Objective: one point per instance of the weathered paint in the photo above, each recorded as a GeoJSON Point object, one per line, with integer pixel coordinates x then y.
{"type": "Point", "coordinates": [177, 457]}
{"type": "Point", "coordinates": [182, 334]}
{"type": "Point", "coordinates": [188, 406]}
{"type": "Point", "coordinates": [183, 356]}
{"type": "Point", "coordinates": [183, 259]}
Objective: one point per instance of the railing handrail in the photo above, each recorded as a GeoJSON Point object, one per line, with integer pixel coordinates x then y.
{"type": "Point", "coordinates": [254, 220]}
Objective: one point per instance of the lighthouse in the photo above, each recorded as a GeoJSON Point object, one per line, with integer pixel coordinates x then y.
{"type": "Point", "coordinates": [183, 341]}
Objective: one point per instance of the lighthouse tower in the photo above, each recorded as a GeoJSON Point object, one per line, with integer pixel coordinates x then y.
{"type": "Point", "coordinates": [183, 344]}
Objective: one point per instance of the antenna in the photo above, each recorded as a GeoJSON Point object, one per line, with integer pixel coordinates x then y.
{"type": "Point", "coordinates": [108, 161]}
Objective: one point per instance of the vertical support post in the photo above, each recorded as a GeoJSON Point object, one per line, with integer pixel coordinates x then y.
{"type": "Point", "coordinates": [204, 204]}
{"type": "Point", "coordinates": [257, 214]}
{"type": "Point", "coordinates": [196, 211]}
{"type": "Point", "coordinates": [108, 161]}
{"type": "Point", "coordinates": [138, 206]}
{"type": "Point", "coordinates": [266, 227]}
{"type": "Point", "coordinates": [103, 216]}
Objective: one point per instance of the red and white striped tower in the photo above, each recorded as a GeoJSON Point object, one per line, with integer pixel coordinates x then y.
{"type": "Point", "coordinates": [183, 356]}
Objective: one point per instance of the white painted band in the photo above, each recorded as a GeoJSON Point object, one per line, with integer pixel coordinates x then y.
****************************************
● **Given instruction**
Copy all of the entries above back out word for word, line by line, changing nothing.

● **Written reply**
Objective: one point per instance of the weathered paint in the photo above, each recorded as a GeoJSON Point object, one per line, with integer pixel coordinates x then y.
{"type": "Point", "coordinates": [177, 457]}
{"type": "Point", "coordinates": [182, 334]}
{"type": "Point", "coordinates": [188, 406]}
{"type": "Point", "coordinates": [183, 356]}
{"type": "Point", "coordinates": [183, 259]}
Objective: one point per instance of the railing handrail in the photo above, each recorded as a GeoJSON Point object, one per line, with integer pixel coordinates x then y.
{"type": "Point", "coordinates": [254, 220]}
Objective: one point per instance of the lighthouse in the photo above, each recorded as a GeoJSON Point object, one per line, with integer pixel coordinates x then y.
{"type": "Point", "coordinates": [183, 341]}
Objective: one point per instance of the lighthouse tower in the photo above, each recorded as a GeoJSON Point object, one per line, with integer pixel coordinates x then y.
{"type": "Point", "coordinates": [183, 344]}
Objective: one point per instance of the antenna in the photo above, each recorded as a GeoJSON Point object, one per line, with integer pixel coordinates x then y.
{"type": "Point", "coordinates": [108, 161]}
Objective: one point per instance of the vertical support post in the photo above, each recorded as a GeoJSON Point object, one per line, with integer pixel coordinates x then y.
{"type": "Point", "coordinates": [204, 204]}
{"type": "Point", "coordinates": [257, 214]}
{"type": "Point", "coordinates": [196, 211]}
{"type": "Point", "coordinates": [108, 161]}
{"type": "Point", "coordinates": [138, 206]}
{"type": "Point", "coordinates": [266, 227]}
{"type": "Point", "coordinates": [103, 216]}
Objective: one point per instance of the red and white striped tower in the photo above, each recorded as a GeoJSON Point object, one per line, with integer pixel coordinates x then y.
{"type": "Point", "coordinates": [183, 356]}
Objective: one point per instance of the white painted band in the photo above, each recorded as a GeoJSON Point object, one per line, with integer pixel coordinates x then y.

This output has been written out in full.